WHAT YOU WILL DO. Output the listing below in full, exactly as written.

+++++

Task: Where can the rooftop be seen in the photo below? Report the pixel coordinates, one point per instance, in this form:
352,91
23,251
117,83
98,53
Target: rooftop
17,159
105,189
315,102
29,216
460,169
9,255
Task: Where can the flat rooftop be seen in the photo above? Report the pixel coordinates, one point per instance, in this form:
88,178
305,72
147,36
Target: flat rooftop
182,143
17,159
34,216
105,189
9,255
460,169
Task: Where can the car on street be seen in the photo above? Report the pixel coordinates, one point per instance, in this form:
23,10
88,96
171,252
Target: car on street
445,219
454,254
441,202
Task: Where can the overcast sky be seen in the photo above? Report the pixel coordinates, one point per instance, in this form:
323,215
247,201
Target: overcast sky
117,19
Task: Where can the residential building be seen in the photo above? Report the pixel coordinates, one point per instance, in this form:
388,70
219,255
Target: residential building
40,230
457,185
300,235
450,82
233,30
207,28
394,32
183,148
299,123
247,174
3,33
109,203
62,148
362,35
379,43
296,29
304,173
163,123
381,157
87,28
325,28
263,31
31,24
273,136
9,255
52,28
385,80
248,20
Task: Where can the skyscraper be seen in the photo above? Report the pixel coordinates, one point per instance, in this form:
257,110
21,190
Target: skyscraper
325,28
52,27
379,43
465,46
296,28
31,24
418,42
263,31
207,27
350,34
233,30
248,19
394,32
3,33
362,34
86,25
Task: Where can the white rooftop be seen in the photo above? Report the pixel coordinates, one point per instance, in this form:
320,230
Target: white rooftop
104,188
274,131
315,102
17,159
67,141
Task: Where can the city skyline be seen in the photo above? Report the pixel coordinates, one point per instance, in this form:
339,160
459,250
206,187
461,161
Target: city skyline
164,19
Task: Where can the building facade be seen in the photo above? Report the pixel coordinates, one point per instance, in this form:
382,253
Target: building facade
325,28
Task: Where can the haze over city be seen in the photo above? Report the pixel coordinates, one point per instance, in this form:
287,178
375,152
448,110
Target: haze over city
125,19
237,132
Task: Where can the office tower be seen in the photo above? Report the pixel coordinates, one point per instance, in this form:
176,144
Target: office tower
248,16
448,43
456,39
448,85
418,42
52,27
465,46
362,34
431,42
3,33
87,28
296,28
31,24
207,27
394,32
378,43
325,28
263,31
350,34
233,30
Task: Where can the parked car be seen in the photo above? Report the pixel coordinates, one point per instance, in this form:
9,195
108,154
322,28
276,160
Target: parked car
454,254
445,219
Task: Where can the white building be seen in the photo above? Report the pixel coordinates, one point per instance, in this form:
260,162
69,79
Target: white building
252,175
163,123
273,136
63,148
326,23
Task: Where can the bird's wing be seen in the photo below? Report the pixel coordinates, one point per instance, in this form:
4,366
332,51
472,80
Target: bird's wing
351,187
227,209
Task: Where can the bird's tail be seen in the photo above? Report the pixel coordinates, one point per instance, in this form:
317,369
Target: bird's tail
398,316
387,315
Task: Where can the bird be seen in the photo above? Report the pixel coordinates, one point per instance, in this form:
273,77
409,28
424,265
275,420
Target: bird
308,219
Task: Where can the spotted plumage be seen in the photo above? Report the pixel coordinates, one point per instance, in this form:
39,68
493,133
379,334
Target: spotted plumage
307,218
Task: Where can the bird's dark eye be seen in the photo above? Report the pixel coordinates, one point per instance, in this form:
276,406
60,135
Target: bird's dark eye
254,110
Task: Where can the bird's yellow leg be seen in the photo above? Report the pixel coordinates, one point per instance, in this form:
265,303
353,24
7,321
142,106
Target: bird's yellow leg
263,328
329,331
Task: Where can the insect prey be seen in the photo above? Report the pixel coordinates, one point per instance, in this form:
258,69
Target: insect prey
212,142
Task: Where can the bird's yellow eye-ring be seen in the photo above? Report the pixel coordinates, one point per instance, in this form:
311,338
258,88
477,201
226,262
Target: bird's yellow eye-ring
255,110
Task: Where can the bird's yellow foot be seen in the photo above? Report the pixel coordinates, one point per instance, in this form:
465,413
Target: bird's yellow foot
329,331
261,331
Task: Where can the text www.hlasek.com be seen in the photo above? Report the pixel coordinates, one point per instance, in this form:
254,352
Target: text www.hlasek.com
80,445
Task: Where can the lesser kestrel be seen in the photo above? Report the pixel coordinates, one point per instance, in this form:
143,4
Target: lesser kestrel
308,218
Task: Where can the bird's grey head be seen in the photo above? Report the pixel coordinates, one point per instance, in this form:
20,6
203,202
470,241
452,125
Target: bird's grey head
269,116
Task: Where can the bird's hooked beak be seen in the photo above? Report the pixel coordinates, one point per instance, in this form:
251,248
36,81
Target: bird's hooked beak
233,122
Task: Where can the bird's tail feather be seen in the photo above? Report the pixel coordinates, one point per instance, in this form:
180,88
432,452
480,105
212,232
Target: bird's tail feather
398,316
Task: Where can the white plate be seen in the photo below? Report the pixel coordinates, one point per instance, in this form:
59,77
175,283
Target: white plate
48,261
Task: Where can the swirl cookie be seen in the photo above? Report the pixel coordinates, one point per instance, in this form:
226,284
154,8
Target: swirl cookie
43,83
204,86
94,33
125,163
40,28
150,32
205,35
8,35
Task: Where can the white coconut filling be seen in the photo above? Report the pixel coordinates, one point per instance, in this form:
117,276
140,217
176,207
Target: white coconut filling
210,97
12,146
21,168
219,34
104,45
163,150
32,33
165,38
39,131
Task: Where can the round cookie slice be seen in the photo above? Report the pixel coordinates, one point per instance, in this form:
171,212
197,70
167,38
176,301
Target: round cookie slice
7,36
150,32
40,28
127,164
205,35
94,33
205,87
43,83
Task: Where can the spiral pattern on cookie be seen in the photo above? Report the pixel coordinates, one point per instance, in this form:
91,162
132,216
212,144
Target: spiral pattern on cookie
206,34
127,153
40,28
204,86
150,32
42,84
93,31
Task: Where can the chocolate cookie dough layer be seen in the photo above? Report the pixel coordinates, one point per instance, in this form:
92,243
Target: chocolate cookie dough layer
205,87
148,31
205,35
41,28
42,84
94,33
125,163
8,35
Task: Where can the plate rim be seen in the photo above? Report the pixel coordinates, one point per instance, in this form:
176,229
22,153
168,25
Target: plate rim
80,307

+++++

ANSWER BOX.
Task: Where can the rooftop be seen in the photo below? Report the pixel coordinates, one point per instance, in this form:
352,91
23,251
117,83
98,53
Target: rooftop
17,159
105,189
315,102
29,216
460,169
9,255
Task: Where can the flat rooftop be seen in the photo above? Report the pixel coordinates, one point per instance, in this form:
88,178
305,72
147,36
Target: flat rooftop
182,143
17,159
34,216
105,189
9,255
460,169
Task: Where can the car on street be seen in the photo above? Report the pixel coordinates, one point per instance, in this form:
23,10
88,96
171,252
Target: car on street
445,219
454,254
441,202
Task: Where can the overcast sky be seen in the photo above? Report the pixel coordinates, one point per instance, in this form:
323,215
247,201
Target: overcast sky
117,19
Task: Where can the residential building be seen in the photo above? Report the pixel coordinates, one point per instance, in this form:
388,70
219,255
Target: residential building
40,230
457,185
300,235
450,82
233,30
207,28
394,32
183,148
299,123
247,174
3,33
109,203
62,148
362,35
379,43
296,29
304,173
163,123
381,157
87,28
325,28
263,31
31,24
273,136
9,255
52,28
385,80
248,20
Task: Where can the skyscraper be seen in the photo above? Report the pixel coordinates, one point per instance, in this form:
257,110
21,190
Target: skyscraper
325,28
52,27
379,43
465,46
296,28
31,24
418,42
263,31
207,27
350,34
233,30
248,19
394,32
3,33
362,34
86,25
Task: Where can the white rooftop be seen in the photo above? Report the pixel coordinates, one point per instance, in this form:
320,230
Target: white rooftop
104,188
274,131
315,102
17,159
67,141
Task: Where can the city skyline be seen in the photo above? Report the pixel coordinates, one point per instance, in this form:
339,160
459,250
206,187
461,161
Target: city skyline
164,19
Task: Where can the building facade be seen in the photo above? Report the pixel coordinates, one point per instance, in this form:
382,253
Target: building facade
325,28
Task: Where can the haze over city be seen in the photo above? Report the pixel coordinates, one point per instance, in this form:
287,178
375,152
448,110
Target: haze over city
125,19
237,132
Task: Where can the office tower be seen in the photo above? Report the pixel coordinates, one point per instance, in this form:
176,144
Target: office tower
248,16
448,43
456,39
448,85
418,42
52,27
465,46
362,34
431,42
3,33
87,28
296,28
31,24
207,27
394,32
378,43
325,28
263,31
350,34
233,30
Task: Where can the parked car be seen in the photo above? Report the pixel coordinates, one point per instance, in this form:
9,195
108,154
322,28
276,160
Target: parked car
454,254
445,219
Task: Where can the white building be seen in the photo above? Report the pixel coordinates, one point per instance, in this form:
260,162
69,79
Target: white building
252,175
163,123
273,136
63,148
326,23
Task: Where can the bird's wing be seen in the photo below? Report the pixel coordinates, one point per instance, in this form:
4,366
332,51
472,80
Target: bird's wing
351,187
227,209
Task: Where can the bird's tail be seen in the photo above? Report the pixel coordinates, one point per instance, in this form:
317,369
Target: bird's tail
398,316
387,315
Task: Where can the bird be seen in the photo above? Report the pixel coordinates, one point per instance, in this form:
273,77
409,28
424,265
275,420
Target: bird
308,219
Task: Where can the spotted plumage be seen in the photo above? Report the pixel coordinates, one point per instance, in this form:
39,68
493,133
379,334
Target: spotted plumage
307,218
Task: Where can the bird's dark eye be seen in the photo above? Report the pixel coordinates, one point per instance, in this form:
276,406
60,135
Target: bird's dark eye
254,110
Task: Where can the bird's yellow leg be seen in the photo above? Report the pixel coordinates, one point per instance, in this form:
265,303
353,24
7,321
142,106
Target: bird's yellow leg
263,328
329,331
Task: Where can the insect prey be seen in the photo above? Report the pixel coordinates, one point per instance, in this form:
258,69
Target: insect prey
212,142
Task: Where can the bird's yellow eye-ring be seen in the photo above? Report the pixel coordinates, one point per instance, in this form:
311,338
258,88
477,201
226,262
Target: bird's yellow eye-ring
255,110
Task: Where can the bird's yellow foot be seen in the photo above? Report the pixel coordinates, one point per instance, in this form:
465,413
Target: bird's yellow foot
329,331
261,331
Task: Where can the text www.hlasek.com be seen in the photo above? Report the pixel coordinates, one point per instance, in this form:
254,352
Target: text www.hlasek.com
80,445
Task: Where can the lesser kestrel be seen in the photo above? Report the pixel coordinates, one point per instance, in this form:
143,4
Target: lesser kestrel
308,218
Task: Where can the bird's grey head be seen in the photo above? Report the pixel coordinates, one point per instance, in this form:
20,6
203,202
470,241
452,125
Target: bird's grey head
269,116
Task: Where can the bird's hooked beak be seen in the photo above? Report the pixel coordinates, one point per instance, in this form:
251,248
36,81
Target: bird's hooked beak
233,122
Task: Where can the bird's tail feather be seen in the photo above? Report the pixel coordinates, one point per instance, in this form:
180,88
432,452
480,105
212,232
Target: bird's tail feather
398,316
Task: Where can the white plate be seen in the photo below? Report the pixel coordinates, one point per instance, in this form:
59,77
175,283
Target: white plate
48,261
Task: Where can the swirl cookie be seen in the photo above? Report the pixel coordinates, one point per instance, in this form:
226,284
154,8
Target: swirl cookie
43,83
204,86
94,33
125,163
40,28
150,32
205,35
8,35
Task: Where can the white coconut filling be seen in the photo above? Report the pixel coordinates, one point per instance, in this form:
117,276
140,217
176,207
Target: white coconut filling
210,97
12,146
21,168
219,34
104,45
163,150
32,33
165,38
39,131
Task: Where can the round cookie slice be seen in the photo above? Report the pixel coordinates, one point per instance, in this form:
171,212
197,70
167,38
176,301
Target: round cookie slice
7,36
150,32
40,28
127,164
205,35
94,33
205,87
43,83
Task: Where can the spiral pattern on cookie be seen in the photo above? Report the pixel coordinates, one point per instance, in this form:
91,162
132,216
212,144
Target: spiral pattern on cookie
206,34
127,153
40,28
204,86
150,32
42,84
93,31
Task: Where can the chocolate cookie dough layer be seen in the photo above? Report the pixel coordinates, one point per instance, in this form:
92,243
Target: chocolate cookie dough layer
205,87
148,31
205,35
41,28
42,84
94,33
125,163
8,35
Task: Where can the plate rim be seen in the photo above? Report the pixel coordinates, one point per instance, in this form:
176,229
22,153
168,25
Target: plate rim
80,307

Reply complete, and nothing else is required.